--- Data extract ---
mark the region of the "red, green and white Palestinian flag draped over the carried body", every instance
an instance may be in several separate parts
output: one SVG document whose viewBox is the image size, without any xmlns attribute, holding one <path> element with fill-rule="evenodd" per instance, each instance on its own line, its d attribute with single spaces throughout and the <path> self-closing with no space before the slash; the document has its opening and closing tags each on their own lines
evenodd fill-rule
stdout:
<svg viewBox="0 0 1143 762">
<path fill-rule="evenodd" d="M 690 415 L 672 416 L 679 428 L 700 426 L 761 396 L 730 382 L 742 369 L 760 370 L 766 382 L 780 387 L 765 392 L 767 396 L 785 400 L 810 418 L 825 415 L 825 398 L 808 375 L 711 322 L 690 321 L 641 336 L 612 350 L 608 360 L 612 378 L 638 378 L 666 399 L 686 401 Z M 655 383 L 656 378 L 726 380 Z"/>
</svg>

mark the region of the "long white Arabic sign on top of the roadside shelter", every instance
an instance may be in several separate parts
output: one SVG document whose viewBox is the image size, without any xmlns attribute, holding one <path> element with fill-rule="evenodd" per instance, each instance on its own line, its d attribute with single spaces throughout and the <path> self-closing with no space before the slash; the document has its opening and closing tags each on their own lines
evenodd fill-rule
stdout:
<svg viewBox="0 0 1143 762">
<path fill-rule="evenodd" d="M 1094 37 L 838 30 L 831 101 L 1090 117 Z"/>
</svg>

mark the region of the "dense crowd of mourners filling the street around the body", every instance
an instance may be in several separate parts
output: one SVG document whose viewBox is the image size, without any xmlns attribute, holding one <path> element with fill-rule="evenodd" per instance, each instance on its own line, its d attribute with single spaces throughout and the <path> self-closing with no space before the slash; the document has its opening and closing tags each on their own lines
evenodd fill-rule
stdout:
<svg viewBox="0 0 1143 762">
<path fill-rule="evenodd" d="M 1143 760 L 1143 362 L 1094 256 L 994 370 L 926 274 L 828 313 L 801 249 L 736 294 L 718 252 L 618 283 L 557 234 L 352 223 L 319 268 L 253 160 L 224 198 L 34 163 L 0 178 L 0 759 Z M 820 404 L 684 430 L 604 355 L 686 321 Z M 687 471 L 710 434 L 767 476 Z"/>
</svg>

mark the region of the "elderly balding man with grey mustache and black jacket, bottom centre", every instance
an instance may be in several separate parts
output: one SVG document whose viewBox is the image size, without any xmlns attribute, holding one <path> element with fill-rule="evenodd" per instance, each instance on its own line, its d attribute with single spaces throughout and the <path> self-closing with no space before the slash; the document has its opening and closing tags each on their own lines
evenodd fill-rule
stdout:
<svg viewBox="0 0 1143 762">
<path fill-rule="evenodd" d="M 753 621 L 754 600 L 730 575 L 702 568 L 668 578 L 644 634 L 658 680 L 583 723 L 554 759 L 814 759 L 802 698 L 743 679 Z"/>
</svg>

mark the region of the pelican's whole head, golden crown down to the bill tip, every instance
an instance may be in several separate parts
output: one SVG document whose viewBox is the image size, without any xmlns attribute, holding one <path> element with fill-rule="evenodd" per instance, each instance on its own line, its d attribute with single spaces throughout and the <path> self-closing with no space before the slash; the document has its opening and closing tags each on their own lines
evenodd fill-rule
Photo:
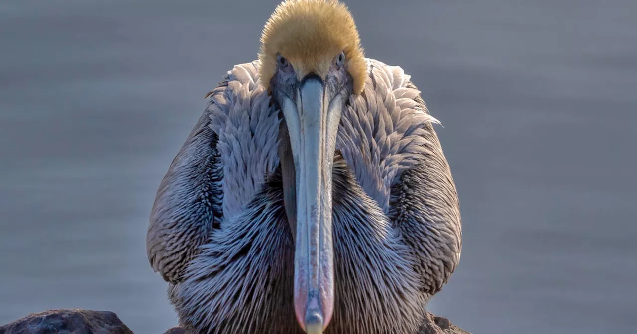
---
__Exercise requirements__
Once the pictures are removed, return the entries exactly as they stand.

__Answer to this task__
mark the region of the "red, green and white Palestinian flag draped over the carried body", every instance
an instance may be in several separate parts
output: one SVG document whose viewBox is the image size, without any xmlns attribute, holding one <path> element with fill-rule="evenodd" per instance, each instance on its own line, its d attribute with single spaces throughout and the <path> self-closing with no space before the slash; the document has its opening and closing tags each on their own lines
evenodd fill-rule
stdout:
<svg viewBox="0 0 1143 762">
<path fill-rule="evenodd" d="M 690 415 L 672 416 L 679 428 L 700 426 L 761 396 L 730 382 L 742 369 L 760 370 L 766 382 L 780 387 L 765 392 L 767 396 L 785 400 L 810 418 L 825 415 L 825 398 L 808 375 L 711 322 L 690 321 L 641 336 L 612 350 L 608 360 L 612 378 L 638 378 L 666 399 L 686 401 Z M 655 383 L 656 378 L 726 380 Z"/>
</svg>

mark the region of the "long white Arabic sign on top of the roadside shelter", every instance
an instance may be in several separate parts
output: one SVG document whose viewBox is the image size, without any xmlns attribute, holding one <path> element with fill-rule="evenodd" per instance, each instance on its own line, its d attribute with single spaces throughout and the <path> self-closing with no space before the slash; the document has its opening and closing tags each on their own lines
evenodd fill-rule
stdout:
<svg viewBox="0 0 1143 762">
<path fill-rule="evenodd" d="M 1094 37 L 838 30 L 831 101 L 1090 117 Z"/>
</svg>

mark the region of the "dense crowd of mourners filling the street around the body", every instance
an instance may be in several separate parts
output: one SVG document whose viewBox is the image size, without any xmlns attribute, holding one <path> element with fill-rule="evenodd" per instance, each instance on its own line, its d attribute with single spaces throughout and the <path> self-closing with no space before the slash; the document has its opening and closing tags each on their own lines
evenodd fill-rule
stdout:
<svg viewBox="0 0 1143 762">
<path fill-rule="evenodd" d="M 1143 760 L 1143 362 L 1094 256 L 994 370 L 926 274 L 828 313 L 801 249 L 736 294 L 718 252 L 618 283 L 557 234 L 352 223 L 319 268 L 253 160 L 224 198 L 34 163 L 0 178 L 0 759 Z M 820 404 L 684 430 L 604 355 L 686 321 Z M 687 471 L 710 434 L 767 476 Z"/>
</svg>

mark the region of the "elderly balding man with grey mustache and black jacket, bottom centre", every instance
an instance may be in several separate parts
output: one SVG document whose viewBox is the image size, without any xmlns attribute, holding one <path> element with fill-rule="evenodd" per instance, each instance on its own line, its d attribute with single spaces throughout and the <path> self-closing with no space before the slash; the document has its opening and closing tags each on their own lines
evenodd fill-rule
stdout:
<svg viewBox="0 0 1143 762">
<path fill-rule="evenodd" d="M 753 621 L 754 600 L 730 575 L 702 568 L 668 578 L 644 634 L 658 680 L 583 723 L 554 759 L 814 759 L 802 698 L 743 679 Z"/>
</svg>

mark the region of the pelican's whole head, golden crown down to the bill tip, every instance
an instance may be in several separate parts
output: one SVG document whose viewBox is the image size, without any xmlns attribute, holding one <path> element with fill-rule="evenodd" per instance, each instance on its own line, its d attribute with single spaces throughout and the <path> self-closing with no space before the slash; the document has its opening and closing tags each on their own lines
evenodd fill-rule
Photo:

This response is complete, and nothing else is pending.